# Start of Material supplied

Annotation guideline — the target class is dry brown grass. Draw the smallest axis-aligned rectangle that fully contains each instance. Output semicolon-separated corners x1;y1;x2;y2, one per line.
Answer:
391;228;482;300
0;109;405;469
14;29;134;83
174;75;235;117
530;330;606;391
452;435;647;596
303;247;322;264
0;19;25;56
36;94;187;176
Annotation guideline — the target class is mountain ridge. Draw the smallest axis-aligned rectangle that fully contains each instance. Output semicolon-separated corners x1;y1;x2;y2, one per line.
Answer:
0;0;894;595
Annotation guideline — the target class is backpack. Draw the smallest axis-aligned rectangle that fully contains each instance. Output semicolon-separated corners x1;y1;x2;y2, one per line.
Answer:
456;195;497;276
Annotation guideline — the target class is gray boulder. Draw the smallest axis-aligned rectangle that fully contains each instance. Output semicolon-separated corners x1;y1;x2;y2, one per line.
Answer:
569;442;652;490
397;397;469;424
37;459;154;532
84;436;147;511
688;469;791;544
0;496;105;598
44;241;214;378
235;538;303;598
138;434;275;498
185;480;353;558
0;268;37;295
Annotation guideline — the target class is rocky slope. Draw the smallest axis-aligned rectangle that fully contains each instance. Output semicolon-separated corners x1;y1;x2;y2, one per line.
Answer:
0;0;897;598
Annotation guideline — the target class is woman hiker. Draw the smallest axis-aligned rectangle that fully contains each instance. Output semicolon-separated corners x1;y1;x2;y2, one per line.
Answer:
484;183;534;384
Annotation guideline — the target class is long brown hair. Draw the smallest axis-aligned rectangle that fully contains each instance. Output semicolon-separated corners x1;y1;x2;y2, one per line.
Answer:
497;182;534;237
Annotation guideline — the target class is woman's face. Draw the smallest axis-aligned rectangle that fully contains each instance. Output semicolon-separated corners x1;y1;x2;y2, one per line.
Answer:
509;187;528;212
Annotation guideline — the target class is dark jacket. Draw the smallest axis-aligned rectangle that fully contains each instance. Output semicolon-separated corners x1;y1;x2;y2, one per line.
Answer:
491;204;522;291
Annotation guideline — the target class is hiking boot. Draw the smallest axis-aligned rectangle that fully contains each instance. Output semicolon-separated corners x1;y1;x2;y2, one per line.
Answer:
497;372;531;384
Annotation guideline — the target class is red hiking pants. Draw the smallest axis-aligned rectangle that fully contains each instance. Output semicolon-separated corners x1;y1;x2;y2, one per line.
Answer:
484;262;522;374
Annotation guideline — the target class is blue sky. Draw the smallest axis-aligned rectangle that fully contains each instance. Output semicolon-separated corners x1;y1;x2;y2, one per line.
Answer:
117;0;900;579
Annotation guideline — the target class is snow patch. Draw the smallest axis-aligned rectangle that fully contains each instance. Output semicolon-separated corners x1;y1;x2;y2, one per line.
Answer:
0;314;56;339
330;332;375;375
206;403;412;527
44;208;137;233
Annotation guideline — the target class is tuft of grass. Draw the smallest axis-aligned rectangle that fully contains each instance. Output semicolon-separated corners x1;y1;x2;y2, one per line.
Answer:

# End of Material supplied

### What you have to do
Express every line of the data above as a Markdown table with two columns, Number and Entry, giving each line its row number and omitting any blank lines.

### Answer for the task
| Number | Entry |
|---|---|
| 1 | Annotation guideline — the target class is dry brown grass. Draw the smallest axis-aligned rectangle that fully contains each instance. Output semicolon-separated corners x1;y1;x2;y2, one per line. |
| 2 | Answer: |
| 3 | 391;228;482;300 |
| 4 | 0;109;405;469 |
| 5 | 14;29;134;83 |
| 6 | 174;75;235;117 |
| 7 | 530;330;606;391 |
| 8 | 452;435;647;596 |
| 9 | 303;247;322;264 |
| 10 | 0;19;25;56 |
| 11 | 36;94;187;176 |
| 12 | Annotation guideline — the target class is mountain ridge. Draw the smallest axis-aligned rectangle that fully contains each instance. Output semicolon-separated corners x1;y1;x2;y2, one per line. |
| 13 | Answer: |
| 14 | 0;0;894;595 |
| 15 | Annotation guideline — the target class is backpack. Draw the smallest axis-aligned rectangle that fully contains each instance. Output semicolon-separated corners x1;y1;x2;y2, one per line. |
| 16 | Answer: |
| 17 | 456;195;497;276 |
| 18 | Annotation guideline — the target class is gray boulder. Draw the smallest axis-aligned rectangle that fully contains each instance. Output semicolon-separated corners x1;y1;x2;y2, one per line. |
| 19 | Answer: |
| 20 | 569;442;652;490 |
| 21 | 397;397;469;424 |
| 22 | 37;459;154;532 |
| 23 | 84;436;147;511 |
| 24 | 688;469;791;544 |
| 25 | 0;496;105;598 |
| 26 | 44;241;214;378 |
| 27 | 235;538;303;598 |
| 28 | 138;434;275;498 |
| 29 | 185;480;353;558 |
| 30 | 0;268;37;295 |
| 31 | Annotation guideline — the target class is rocky slope. Draw the smallest axis-aligned rectangle that fully contains each instance. Output semicolon-separated corners x1;y1;x2;y2, one per line. |
| 32 | Answer: |
| 33 | 0;0;897;598 |
| 34 | Annotation guideline — the target class is woman hiker. Draw the smallest axis-aligned rectangle that fully contains each instance. Output semicolon-separated corners x1;y1;x2;y2, one per line. |
| 35 | Answer: |
| 36 | 484;183;534;384 |
| 37 | Annotation guideline — the target class is long brown hair. Draw the smallest axis-aligned rectangle that fully contains each instance. Output semicolon-separated corners x1;y1;x2;y2, one per line. |
| 38 | Answer: |
| 39 | 497;182;534;237 |
| 40 | Annotation guideline — the target class is woman's face. Draw the smallest axis-aligned rectangle that fully contains each instance. Output semicolon-separated corners x1;y1;x2;y2, one per line. |
| 41 | Answer: |
| 42 | 509;187;528;212 |
| 43 | Annotation guideline — the target class is dark jacket. Draw the smallest axis-aligned rectangle that fully contains each instance. Output semicolon-separated corners x1;y1;x2;y2, one per line. |
| 44 | Answer: |
| 45 | 491;204;522;291 |
| 46 | Annotation guideline — the target class is hiking boot. Draw the smallest axis-aligned rectangle that fully contains each instance. Output semicolon-separated corners x1;y1;x2;y2, one per line. |
| 47 | Answer: |
| 48 | 497;372;531;384 |
| 49 | Annotation guideline — the target class is red hiking pants. Draw the smallest axis-aligned rectangle that fully contains each instance. Output semicolon-separated corners x1;y1;x2;y2, one per line. |
| 50 | Answer: |
| 51 | 484;262;522;374 |
| 52 | Annotation guideline — the target class is blue sky. Draw the smallest axis-aligned rectangle that fully contains each instance. Output semicolon-separated corners x1;y1;x2;y2, one per line. |
| 53 | Answer: |
| 54 | 117;0;900;579 |
| 55 | Annotation guideline — the target class is snow patch. Draw the smallest axis-aligned rectangle that fully contains each instance. Output semicolon-separated corners x1;y1;x2;y2, one per line. |
| 56 | Answer: |
| 57 | 0;314;56;339 |
| 58 | 330;332;375;375 |
| 59 | 206;403;412;527 |
| 60 | 44;208;137;233 |
| 61 | Annotation guideline — the target class is tuft of grass. Draw the smallest axis-aligned rectangle that fully contains each instance. Output semicolon-separated corners x1;y1;x2;y2, one per line. |
| 62 | Answer: |